Exercise prompt:
Rescale the rows below. Rewrite everything from the line containing "Exercise. Spot the car headlamp" down to the end of the rows, including the requests, and multiply each x and y coordinate in the answers by 2.55, rounding to whole numbers with halves rounded up.
-.-.-
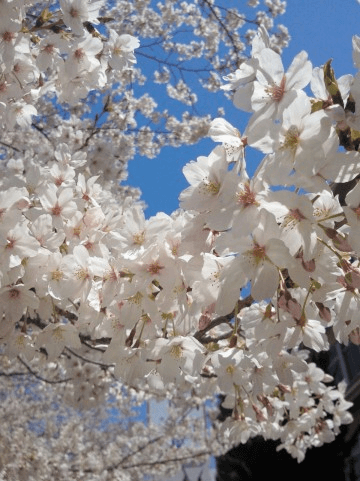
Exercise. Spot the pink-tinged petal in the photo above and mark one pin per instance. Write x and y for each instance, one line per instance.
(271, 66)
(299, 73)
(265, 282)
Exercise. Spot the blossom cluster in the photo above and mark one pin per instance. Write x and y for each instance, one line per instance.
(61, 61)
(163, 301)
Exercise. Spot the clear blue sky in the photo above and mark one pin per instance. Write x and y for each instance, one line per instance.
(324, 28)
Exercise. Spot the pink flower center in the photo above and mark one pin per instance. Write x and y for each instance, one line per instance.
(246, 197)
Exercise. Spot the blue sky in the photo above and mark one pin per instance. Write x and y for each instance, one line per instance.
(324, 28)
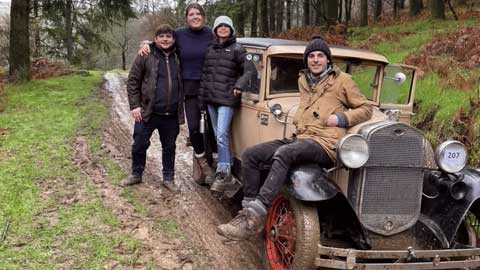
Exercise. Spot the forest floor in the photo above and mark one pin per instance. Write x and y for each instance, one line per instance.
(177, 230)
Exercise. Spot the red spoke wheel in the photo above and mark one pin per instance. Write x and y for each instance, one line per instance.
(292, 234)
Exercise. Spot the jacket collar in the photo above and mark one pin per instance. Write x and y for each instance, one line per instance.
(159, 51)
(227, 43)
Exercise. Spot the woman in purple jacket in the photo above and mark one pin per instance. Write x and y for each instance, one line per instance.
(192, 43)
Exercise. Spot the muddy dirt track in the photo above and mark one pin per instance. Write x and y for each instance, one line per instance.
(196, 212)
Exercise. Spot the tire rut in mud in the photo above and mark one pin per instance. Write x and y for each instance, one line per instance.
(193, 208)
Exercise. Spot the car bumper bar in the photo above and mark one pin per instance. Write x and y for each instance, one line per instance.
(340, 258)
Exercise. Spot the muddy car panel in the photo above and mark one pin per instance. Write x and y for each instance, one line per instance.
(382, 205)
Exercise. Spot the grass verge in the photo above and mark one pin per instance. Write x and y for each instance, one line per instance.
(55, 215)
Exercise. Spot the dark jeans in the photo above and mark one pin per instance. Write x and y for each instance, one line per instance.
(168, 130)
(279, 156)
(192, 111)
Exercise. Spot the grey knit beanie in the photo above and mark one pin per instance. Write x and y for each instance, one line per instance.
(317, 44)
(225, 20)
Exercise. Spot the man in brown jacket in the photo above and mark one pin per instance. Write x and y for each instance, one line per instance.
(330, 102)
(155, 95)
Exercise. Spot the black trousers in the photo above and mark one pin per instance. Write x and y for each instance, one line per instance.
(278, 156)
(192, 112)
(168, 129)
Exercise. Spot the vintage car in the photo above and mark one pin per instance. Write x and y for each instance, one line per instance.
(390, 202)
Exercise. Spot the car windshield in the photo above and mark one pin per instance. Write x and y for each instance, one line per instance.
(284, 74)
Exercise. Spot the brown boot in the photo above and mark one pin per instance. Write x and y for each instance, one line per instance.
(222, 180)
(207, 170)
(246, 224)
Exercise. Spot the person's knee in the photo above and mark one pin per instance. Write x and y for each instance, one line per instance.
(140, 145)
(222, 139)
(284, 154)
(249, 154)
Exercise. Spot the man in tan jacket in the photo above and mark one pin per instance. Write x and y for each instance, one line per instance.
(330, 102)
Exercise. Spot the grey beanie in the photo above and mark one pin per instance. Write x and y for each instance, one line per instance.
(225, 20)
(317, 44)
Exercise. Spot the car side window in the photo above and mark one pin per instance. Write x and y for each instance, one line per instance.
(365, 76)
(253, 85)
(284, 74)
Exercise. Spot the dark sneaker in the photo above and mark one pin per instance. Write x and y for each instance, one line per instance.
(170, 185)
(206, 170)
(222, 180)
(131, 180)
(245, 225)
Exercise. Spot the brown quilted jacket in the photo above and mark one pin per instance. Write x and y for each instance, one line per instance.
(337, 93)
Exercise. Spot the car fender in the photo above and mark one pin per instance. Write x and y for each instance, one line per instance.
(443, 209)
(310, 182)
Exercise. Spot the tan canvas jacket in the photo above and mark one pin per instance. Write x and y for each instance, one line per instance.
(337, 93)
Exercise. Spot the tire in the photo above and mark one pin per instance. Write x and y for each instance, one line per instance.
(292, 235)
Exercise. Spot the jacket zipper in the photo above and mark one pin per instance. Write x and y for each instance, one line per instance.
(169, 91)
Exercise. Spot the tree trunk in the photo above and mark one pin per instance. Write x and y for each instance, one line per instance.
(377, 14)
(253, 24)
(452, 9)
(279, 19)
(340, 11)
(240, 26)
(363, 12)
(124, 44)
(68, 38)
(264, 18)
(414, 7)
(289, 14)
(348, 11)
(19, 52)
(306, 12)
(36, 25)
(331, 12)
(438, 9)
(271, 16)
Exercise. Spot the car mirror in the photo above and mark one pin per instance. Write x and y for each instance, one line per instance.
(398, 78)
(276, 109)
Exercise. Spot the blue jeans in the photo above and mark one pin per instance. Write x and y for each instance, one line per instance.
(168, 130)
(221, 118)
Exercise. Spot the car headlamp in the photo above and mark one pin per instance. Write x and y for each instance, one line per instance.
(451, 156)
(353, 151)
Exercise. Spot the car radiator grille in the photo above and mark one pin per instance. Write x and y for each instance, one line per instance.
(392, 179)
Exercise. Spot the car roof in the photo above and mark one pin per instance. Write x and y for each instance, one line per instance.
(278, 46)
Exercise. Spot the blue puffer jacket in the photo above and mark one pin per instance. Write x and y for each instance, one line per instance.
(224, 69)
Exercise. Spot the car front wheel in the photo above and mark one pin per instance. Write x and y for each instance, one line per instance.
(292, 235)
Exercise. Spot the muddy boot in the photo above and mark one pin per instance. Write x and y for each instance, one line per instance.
-.-.-
Exercise result:
Exercise. Spot the car headlamp in the photo above and mark one pin per instance. Write x and y for each instance, one line per instance.
(1150, 398)
(900, 385)
Exercise. Spot the car radiator grille in the photo above and mark one pin per instance. Write x and y for each instance, one line per instance.
(1000, 456)
Exercise. Spot the car roof in the photo above and mark one pin per instance. Write x and y for each instance, one line per instance.
(709, 117)
Exercise. Spot the blue puffer jacket in the photo above and mark one pin per instance. Write x and y for each instance, one line per instance.
(571, 176)
Exercise. Spot the car front wheel in the photo above and mark one pin per instance. Write x and y for each instance, one line per instance.
(745, 599)
Exercise. Spot the muddy boot in the photo above and mark one pin per instance. Write x and y for each instance, one line per instance.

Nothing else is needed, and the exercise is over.